--- start of Text excerpt ---

Okay, so is it like you currently work with Solana Labs team with respect to developing the protocol and so?

Speaker 3:

No, not really.

Speaker 3:

I mean, while I'm friendly with most all of those folks, I'm not directly contributing to Solana now, but I'm building in areas that Anagram we have a team here thinks are interesting product categories AI, telegram, wallet that was intended to help new users on board and try out trading strategies in kind of a way that's just much more approachable. Also testing out Telegram distribution model, and then recently just released an early version of a zero-knowledge-proving network thing on Salon. So it's like you have wallet end-user thing, zero-knowledge-proving-network thing on Solana. So it's like you know, you have wallet end-user thing, zero-knowledge like, definitely geared toward developers. But all along, though, as I'm trying to contribute to open source where I can, and some of this work has led into some of what Joel and I wanted to, or the reason he wanted me to even chat on this podcast, which was, you know, was Solana L2s and kind of like the reason for maybe the Solana virtual machine getting ported to other areas- I think that's a good place to port into one of the first questions that we were discussing internally.

Speaker 2:

That is what is wrong with Solana. Today, I can go to jubag and trade with, I can buy MadNats all of that is possible, right? What do you think is worse, causing the congestion issue, and why is that such a big cost for Concentrate?

Speaker 3:

Yeah. Well, no matter what I say, I'm sure I'll be slightly wrong, because there's a lot of nuance and a lot of things that are kind of harder to suss out. Just from what, like Rex St John, which is the Anza Labs, like DevRel kind of dev PR guy, seems like a great dude. But I guess boiling it down to like very basic things is that the transactions weren't like necessarily getting to the computers that could actually pack them into a block. So the way that Solana works is when you send a transaction to your RPC provider whether that's yourself running an RPC or whether that's like you are actually sending it straight to a RPC that also acts as a validator. So quick detour here, rpc is like the API to Solana. Validator is someone who's actually like checking the blocks in a sense and also has a chance at some point to become the person that packs the blocks right and submits them into the actual ledger, which is called the leader on Solana. So on Solana, the leader is kind of who ultimately decides there's a lot of nuance here but ultimately puts the blocks in. And because Solana moves so fast that leader is changing all the time, but the leader schedule is kind of known ahead of time from the set of validators. So what happens is you send a transaction to your entry point to Solana like I said could be an RPC or it could be actually an RPC that's attached or close to a validator and then the job is for that RPC or validator to forward that to the current and because of the amount of demand on Solana, what was happening is that those transactions were getting forwarded just like they normally would, but it was overwhelming the system because the transport protocol that was being used, called QUIC, didn't have the right priorities set up. To make it more confusing, solana had previously added this thing called priority fees, which to a kind of like a smooth brain person like myself, you know, you think, hey, if I add more fee I get a better chance of getting my transaction, in which it didn't actually work that way. That's going to be fixed soon, I believe I think in the more like 118 releases.

--- end of Text excerpt ---
--- start of Extracted material ---

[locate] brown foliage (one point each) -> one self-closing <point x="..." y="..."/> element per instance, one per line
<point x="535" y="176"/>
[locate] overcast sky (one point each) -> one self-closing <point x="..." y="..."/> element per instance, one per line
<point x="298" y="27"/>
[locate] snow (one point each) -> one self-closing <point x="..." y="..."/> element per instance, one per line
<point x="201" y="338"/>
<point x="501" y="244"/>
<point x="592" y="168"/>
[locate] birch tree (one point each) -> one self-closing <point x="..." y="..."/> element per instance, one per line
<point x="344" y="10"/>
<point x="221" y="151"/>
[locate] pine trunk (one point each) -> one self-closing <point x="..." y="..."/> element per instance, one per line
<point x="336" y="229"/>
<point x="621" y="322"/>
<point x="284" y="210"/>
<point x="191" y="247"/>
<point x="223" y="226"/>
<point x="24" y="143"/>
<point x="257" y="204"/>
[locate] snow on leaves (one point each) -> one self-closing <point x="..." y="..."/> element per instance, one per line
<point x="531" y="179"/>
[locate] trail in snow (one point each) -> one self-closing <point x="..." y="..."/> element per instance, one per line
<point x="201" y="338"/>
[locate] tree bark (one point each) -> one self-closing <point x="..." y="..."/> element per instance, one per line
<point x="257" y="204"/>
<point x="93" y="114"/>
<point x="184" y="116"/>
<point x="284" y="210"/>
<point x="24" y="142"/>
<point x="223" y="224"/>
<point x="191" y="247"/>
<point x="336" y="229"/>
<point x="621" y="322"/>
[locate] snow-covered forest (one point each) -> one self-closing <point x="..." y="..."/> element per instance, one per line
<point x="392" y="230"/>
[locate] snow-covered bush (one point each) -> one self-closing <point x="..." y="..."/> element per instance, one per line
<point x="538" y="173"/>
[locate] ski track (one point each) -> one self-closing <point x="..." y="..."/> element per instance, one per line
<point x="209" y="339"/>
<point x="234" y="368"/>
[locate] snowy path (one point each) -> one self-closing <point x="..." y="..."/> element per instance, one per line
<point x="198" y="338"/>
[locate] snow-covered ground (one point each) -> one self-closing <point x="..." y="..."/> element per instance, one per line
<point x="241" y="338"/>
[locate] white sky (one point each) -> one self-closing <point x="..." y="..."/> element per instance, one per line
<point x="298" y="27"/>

--- end of Extracted material ---

■ Problems to work on
A. Using the transcript on Solana, decide whether each statement agrees with it, answering yes or no and quoting the words that settle the matter: (i) Speaker 3 is directly contributing to Solana now; (ii) the transport protocol in use was called QUIC; (iii) the leader schedule on Solana is known ahead of time from the set of validators.
B. Continue the transcript on Solana from the point where it stops, in the same conversational voice.
The records bear no relation to the transcript on Solana.

■ Set of answers
A.
(i) No: "I'm not directly contributing to Solana now"
(ii) Yes: "the transport protocol that was being used, called QUIC, didn't have the right priorities set up"
(iii) Yes: "the leader schedule is kind of known ahead of time from the set of validators"

B.
Speaker 3:

But it kind of comes down to the fact that there was too much traffic and the Solana code base wasn't correctly prioritizing people with the fee. It was only really giving people that had a little bit higher than the median fee better access. But it was also sort of random, it wasn't operating the way it should. I think there's a number of other things that need to be considered here, which is the connection that the RPC node or validator that's forwarding your transaction to the leader, has to the leader, like there wasn't as much I guess for lack of a better term like prioritizing of those connections, since a computer can only have so many open connections at a time. That computer needs to like decide which ones it's going to, needs to decide which ones it's going to accept and decide which ones it's going to drop.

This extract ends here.